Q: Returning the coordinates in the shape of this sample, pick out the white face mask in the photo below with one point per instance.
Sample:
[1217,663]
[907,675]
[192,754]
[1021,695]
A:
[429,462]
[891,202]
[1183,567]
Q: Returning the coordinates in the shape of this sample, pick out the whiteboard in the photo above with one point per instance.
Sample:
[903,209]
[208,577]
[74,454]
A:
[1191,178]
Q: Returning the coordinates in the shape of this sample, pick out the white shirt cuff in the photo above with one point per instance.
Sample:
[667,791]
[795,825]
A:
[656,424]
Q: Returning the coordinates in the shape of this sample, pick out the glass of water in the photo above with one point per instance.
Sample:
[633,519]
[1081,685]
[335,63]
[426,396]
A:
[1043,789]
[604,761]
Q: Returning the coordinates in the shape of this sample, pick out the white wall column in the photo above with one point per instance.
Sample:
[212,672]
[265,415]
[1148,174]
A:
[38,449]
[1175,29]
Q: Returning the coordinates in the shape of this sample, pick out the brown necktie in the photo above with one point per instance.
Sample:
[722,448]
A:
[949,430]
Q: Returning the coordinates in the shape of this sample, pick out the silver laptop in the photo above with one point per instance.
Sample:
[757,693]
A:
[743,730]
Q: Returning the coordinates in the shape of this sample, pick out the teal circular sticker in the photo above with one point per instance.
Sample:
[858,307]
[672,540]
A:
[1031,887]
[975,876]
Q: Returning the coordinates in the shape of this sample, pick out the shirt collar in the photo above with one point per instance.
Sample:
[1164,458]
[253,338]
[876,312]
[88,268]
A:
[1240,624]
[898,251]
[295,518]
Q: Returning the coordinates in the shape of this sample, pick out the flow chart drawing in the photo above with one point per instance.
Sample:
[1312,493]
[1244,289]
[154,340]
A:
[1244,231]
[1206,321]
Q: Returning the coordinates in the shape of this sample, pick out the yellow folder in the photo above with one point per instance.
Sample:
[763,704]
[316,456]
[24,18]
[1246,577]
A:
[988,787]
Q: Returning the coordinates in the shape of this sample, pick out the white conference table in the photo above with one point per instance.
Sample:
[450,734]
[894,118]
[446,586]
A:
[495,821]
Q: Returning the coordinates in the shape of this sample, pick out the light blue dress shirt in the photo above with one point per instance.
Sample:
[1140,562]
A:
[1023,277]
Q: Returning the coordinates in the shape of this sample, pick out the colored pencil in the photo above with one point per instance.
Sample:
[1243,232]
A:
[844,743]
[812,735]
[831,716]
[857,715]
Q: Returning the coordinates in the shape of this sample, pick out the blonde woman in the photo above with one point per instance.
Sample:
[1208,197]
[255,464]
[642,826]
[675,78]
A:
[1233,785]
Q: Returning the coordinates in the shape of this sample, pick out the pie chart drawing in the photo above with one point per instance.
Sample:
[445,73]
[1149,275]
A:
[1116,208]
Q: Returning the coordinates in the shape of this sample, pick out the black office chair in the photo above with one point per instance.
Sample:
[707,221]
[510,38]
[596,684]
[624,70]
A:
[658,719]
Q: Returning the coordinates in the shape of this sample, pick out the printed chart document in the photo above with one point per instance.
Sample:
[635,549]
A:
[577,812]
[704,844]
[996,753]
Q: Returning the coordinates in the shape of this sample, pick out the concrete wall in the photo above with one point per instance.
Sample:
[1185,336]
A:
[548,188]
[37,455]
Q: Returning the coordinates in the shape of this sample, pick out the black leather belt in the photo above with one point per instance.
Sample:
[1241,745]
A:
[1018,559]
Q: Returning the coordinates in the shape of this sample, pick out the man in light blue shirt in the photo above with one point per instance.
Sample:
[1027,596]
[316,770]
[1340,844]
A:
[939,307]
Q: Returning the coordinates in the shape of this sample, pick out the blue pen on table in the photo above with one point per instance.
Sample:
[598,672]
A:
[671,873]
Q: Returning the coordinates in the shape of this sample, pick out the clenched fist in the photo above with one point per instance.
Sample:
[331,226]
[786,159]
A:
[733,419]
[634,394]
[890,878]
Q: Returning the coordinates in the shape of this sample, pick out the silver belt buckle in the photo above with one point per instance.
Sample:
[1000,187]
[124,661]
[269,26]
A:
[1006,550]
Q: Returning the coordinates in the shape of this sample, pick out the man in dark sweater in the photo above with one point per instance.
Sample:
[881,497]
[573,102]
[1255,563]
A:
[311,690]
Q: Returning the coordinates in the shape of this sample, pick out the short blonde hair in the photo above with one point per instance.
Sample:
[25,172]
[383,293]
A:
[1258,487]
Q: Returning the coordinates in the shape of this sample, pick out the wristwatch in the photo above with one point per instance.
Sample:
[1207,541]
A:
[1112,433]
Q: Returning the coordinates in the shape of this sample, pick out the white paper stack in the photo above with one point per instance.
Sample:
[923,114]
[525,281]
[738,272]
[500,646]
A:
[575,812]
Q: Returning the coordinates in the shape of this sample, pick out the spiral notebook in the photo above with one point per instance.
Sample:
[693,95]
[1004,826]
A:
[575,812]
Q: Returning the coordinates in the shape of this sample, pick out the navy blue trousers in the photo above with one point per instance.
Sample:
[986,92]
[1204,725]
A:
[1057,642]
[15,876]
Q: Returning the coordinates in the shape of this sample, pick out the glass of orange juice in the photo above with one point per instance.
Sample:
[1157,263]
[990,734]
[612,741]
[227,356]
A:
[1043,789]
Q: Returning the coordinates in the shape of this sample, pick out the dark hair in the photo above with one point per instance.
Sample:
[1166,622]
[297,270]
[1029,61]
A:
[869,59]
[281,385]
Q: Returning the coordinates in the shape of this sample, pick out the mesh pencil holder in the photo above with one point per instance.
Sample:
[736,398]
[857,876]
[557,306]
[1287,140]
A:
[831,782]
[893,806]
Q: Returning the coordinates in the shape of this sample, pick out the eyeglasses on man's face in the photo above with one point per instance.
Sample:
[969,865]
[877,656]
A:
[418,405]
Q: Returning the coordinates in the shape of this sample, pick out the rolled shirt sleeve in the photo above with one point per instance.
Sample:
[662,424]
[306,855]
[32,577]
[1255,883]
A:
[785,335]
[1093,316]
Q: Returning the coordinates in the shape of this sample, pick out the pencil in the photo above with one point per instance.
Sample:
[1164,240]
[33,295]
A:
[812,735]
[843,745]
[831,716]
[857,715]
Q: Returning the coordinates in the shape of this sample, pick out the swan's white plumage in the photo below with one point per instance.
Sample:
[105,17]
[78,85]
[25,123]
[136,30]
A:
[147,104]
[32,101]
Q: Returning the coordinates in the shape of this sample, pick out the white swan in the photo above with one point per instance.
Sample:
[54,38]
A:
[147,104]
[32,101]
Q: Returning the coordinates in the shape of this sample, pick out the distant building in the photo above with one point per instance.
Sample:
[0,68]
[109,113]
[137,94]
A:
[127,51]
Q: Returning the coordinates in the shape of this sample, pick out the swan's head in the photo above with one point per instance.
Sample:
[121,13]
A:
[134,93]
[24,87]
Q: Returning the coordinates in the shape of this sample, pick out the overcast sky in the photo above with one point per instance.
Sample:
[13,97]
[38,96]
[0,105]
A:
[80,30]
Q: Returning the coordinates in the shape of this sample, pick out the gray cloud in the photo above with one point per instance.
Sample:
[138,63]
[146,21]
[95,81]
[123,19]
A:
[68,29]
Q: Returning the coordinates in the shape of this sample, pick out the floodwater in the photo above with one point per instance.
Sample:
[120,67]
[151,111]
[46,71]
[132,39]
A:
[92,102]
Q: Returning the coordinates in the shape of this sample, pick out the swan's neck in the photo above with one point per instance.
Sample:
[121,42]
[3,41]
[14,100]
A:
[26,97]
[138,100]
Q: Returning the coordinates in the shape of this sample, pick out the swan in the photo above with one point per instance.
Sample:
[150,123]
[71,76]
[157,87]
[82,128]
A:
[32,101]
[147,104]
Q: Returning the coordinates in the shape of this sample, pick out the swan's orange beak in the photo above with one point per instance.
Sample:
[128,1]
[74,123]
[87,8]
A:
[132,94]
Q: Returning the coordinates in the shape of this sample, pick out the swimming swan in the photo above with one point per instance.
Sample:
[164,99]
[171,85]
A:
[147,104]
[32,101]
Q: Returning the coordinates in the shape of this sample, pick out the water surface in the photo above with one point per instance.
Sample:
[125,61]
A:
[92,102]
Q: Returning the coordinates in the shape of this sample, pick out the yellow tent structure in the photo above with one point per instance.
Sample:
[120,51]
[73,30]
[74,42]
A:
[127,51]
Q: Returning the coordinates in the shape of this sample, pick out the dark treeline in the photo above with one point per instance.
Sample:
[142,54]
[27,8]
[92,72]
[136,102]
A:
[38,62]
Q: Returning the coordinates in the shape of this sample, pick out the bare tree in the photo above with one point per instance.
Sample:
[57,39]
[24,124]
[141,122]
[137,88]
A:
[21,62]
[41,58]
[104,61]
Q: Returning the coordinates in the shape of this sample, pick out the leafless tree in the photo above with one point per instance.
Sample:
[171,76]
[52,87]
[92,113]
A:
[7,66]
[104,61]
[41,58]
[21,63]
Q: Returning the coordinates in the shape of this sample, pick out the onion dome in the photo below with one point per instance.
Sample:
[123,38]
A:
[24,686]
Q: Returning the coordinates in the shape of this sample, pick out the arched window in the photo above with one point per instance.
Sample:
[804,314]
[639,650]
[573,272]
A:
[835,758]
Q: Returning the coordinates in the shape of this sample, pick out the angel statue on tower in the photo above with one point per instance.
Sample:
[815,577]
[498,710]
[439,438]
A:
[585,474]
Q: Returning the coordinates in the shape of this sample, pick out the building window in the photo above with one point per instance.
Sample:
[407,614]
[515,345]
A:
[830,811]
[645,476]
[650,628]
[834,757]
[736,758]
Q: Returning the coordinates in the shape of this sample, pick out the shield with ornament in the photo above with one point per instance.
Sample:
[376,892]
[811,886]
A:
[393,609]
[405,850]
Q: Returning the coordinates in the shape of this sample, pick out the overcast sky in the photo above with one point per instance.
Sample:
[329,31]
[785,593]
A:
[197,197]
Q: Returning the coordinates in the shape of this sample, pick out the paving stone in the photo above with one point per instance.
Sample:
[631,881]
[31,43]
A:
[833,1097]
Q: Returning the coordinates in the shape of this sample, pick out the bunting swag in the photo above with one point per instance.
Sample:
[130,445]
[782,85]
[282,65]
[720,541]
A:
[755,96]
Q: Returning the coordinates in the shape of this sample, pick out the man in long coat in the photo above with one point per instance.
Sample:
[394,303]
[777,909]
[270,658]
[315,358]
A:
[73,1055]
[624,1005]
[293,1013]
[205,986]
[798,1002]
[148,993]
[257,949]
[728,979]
----------------
EXERCISE REQUIREMENTS.
In the data above, which lines include "silver"? Return those lines.

RESPONSE AREA.
Q: Returning the coordinates in the shape of this sample, pick out the silver laptop in the photo above with one point per instance.
Q: Returning the coordinates in the shape of this sample, pick out the silver belt buckle in the photo above with one point per instance.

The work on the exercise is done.